# Northwest Trek



## Mt Spokane Photography (Aug 4, 2013)

Has any one been to Northwest Trek? I did not see any images when I searched. 

The wife and I have reservations for the photo tour next weekend, and I've been debating about which cameras and lenses to bring. They take out windows and doors on the tram, and stop frequently to allow for shots. There is also a walking tour which is more like a conventional zoo. The park is part of the City of Tacoma parks department. I've been wanting to go for a few years, but its necessary to signup for the photo tour well in advance, so I finally remembered to signup early this year.

My wife will likely take her 1G X, and I'll take my 5D MK III. I'll take my 100-400mmL, my 70-200mm 2.8 MK II, my 24-70L, and my 16-35mmL. Maybe my 100L too?
I hate to pack so much stuff, and I'm even thinking of taking my 580 EX II and better beamer, since I hear that the animals are sometimes hiding in the shade. That's going to make a big load to carry, maybe I need to bring my big roll around case  

I will also put my 40D in as a second camera.

I'll bring my monopod, and Pol filters, but I don't like to use filters unless I really have to.

I'll start packing up to see what I can actually carry in my favorite bag.

Meanwhile, any advice from someone who's been there is welcome.


----------



## Mt Spokane Photography (Aug 19, 2013)

I had to cancel my trip at the last minute. My son was able to use the tickets and took the tour using his Samsung camera phone. The images were barely ok, just not quite up to a typical bottom end P&S.


----------



## MrFotoFool (Sep 13, 2013)

You should absolutely get to Northwest Trek whenever you have the chance. I am a zoo fanatic and have been to over 70 zoos across the United States (and a few in western Europe). It has been many years since I was at Northwest Trek, but it far exceeded my expectations. It is unquestionably one of the best zoological parks in the country. It is also one of the best if not the best for photographers. I am not talking about the special photo tours, which would make it even better, I am talking about just going as a regular visitor. The enclosures are massive and are just built into the existing forest, so it is one hundred percent natural. You will not be disappointed.

To get a feel for the place, look at their image gallery on ZooChat.com, a website for zoo fanatics like myself. Here is the direct link to the Northwest Trek image page: http://www.zoochat.com/gallery/northwest-trek-wildlife-park


----------



## Mt Spokane Photography (Sep 13, 2013)

MrFotoFool said:


> You should absolutely get to Northwest Trek whenever you have the chance. I am a zoo fanatic and have been to over 70 zoos across the United States (and a few in western Europe). It has been many years since I was at Northwest Trek, but it far exceeded my expectations. It is unquestionably one of the best zoological parks in the country. It is also one of the best if not the best for photographers. I am not talking about the special photo tours, which would make it even better, I am talking about just going as a regular visitor. The enclosures are massive and are just built into the existing forest, so it is one hundred percent natural. You will not be disappointed.
> 
> To get a feel for the place, look at their image gallery on ZooChat.com, a website for zoo fanatics like myself. Here is the direct link to the Northwest Trek image page: http://www.zoochat.com/gallery/northwest-trek-wildlife-park


 
Yes, it was a disappointment to miss out. I used to live in Orting, just a few miles away, but that was before the zoo was there.

Maybe next year. It was a foggy misty morning, so I would not have had ideal opportunities. Then, the tram broke down, and he had to be transferred to a different one, so it was somewhat of a bust.


----------

────────

#### [Exercise objective]
Extract, word for word, the part of the Northwest Trek thread that runs from "Has any one" up to and including "my 100L too?". Base your work on the Northwest Trek thread alone.

(A block of data)
────────

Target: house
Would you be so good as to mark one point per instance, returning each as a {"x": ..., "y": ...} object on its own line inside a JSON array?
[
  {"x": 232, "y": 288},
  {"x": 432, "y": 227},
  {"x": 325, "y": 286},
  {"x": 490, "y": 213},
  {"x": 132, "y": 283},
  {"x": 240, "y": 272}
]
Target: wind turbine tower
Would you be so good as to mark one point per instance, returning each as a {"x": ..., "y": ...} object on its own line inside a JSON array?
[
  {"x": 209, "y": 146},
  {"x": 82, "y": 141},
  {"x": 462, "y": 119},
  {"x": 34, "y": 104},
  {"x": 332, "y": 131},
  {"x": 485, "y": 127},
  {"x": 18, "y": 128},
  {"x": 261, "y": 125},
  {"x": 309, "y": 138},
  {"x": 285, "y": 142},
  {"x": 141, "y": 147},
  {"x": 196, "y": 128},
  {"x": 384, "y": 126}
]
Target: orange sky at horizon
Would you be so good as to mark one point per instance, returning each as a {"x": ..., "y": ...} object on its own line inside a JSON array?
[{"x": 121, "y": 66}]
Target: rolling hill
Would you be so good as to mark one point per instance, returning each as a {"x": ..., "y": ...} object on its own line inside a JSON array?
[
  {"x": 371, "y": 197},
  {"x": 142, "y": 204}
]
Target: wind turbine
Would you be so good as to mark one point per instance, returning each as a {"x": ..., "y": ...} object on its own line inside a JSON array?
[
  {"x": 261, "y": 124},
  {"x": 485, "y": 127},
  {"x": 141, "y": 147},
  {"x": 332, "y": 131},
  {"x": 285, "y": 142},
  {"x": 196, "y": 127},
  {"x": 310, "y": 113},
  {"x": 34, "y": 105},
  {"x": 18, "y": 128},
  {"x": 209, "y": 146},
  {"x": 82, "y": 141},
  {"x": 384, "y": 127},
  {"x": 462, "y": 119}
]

────────

#### [Complete output]
Has any one been to Northwest Trek? I did not see any images when I searched. 

The wife and I have reservations for the photo tour next weekend, and I've been debating about which cameras and lenses to bring. They take out windows and doors on the tram, and stop frequently to allow for shots. There is also a walking tour which is more like a conventional zoo. The park is part of the City of Tacoma parks department. I've been wanting to go for a few years, but its necessary to signup for the photo tour well in advance, so I finally remembered to signup early this year.

My wife will likely take her 1G X, and I'll take my 5D MK III. I'll take my 100-400mmL, my 70-200mm 2.8 MK II, my 24-70L, and my 16-35mmL. Maybe my 100L too?